SHORT TASK
Return every line of the rows below that contains the word "tulip", matching its case exactly.
[BEGIN]
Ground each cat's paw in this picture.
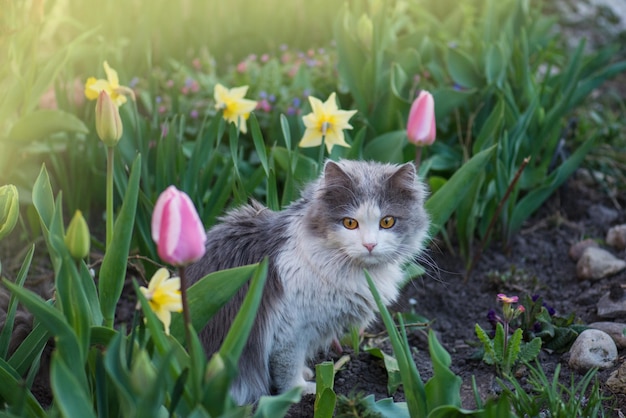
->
[302,366,315,380]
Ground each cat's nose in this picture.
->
[363,242,376,253]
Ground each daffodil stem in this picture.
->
[415,146,422,171]
[178,266,192,351]
[317,135,326,172]
[106,147,115,250]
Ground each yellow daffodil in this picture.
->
[213,83,257,134]
[85,61,135,107]
[139,268,183,335]
[300,93,356,154]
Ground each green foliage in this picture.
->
[520,295,586,353]
[500,364,606,418]
[314,361,337,418]
[475,323,541,376]
[365,271,513,417]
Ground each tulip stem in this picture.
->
[105,147,115,250]
[415,146,422,171]
[317,135,326,173]
[178,266,192,352]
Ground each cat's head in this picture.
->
[307,160,429,266]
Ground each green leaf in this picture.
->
[9,323,50,375]
[485,43,507,85]
[50,353,96,418]
[0,358,46,417]
[432,87,476,120]
[314,361,337,418]
[0,244,35,359]
[474,324,496,364]
[365,347,402,395]
[4,280,87,386]
[0,184,20,240]
[219,259,268,364]
[365,270,427,417]
[249,113,270,176]
[8,109,89,142]
[508,136,597,240]
[170,264,259,342]
[446,48,483,88]
[98,155,141,326]
[424,146,496,236]
[424,329,463,409]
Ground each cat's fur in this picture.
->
[187,160,429,404]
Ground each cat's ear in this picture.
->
[389,163,417,189]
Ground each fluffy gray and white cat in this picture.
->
[187,160,429,404]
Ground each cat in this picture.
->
[187,160,429,404]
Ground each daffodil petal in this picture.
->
[299,128,322,148]
[324,92,338,113]
[104,61,120,88]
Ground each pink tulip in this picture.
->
[152,186,206,266]
[406,90,437,146]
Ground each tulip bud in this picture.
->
[0,184,20,239]
[406,90,437,146]
[65,210,91,260]
[96,90,123,147]
[152,186,206,266]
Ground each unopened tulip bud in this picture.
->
[96,90,123,147]
[0,184,20,239]
[152,186,206,266]
[406,90,437,146]
[65,210,91,260]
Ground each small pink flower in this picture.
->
[498,293,519,303]
[152,186,206,266]
[406,90,437,146]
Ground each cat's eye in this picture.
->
[379,216,396,229]
[342,218,359,229]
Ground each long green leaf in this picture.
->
[98,155,141,326]
[50,353,96,418]
[4,280,87,386]
[365,270,427,417]
[507,137,597,240]
[9,323,50,375]
[0,358,46,417]
[0,244,35,359]
[424,145,496,236]
[219,259,268,364]
[170,264,258,342]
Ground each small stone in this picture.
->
[568,238,599,261]
[606,224,626,250]
[576,247,626,280]
[606,363,626,394]
[588,321,626,350]
[569,329,617,370]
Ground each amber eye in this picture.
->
[380,216,396,229]
[342,218,359,229]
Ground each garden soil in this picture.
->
[8,171,626,417]
[288,172,626,418]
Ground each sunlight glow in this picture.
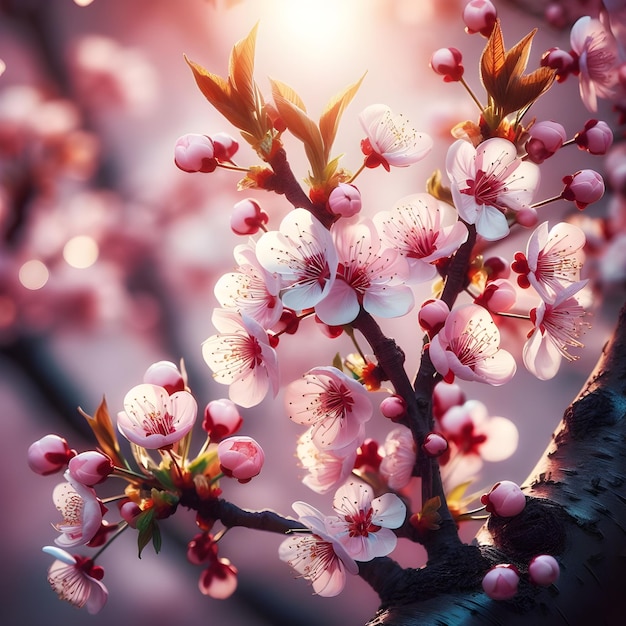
[END]
COMPLETED EXERCISE
Ground each tulip stem in this picture.
Ground each pink tulip in this picture.
Ground each tulip bud in this picture.
Ground each unopened tulip bud in this picture.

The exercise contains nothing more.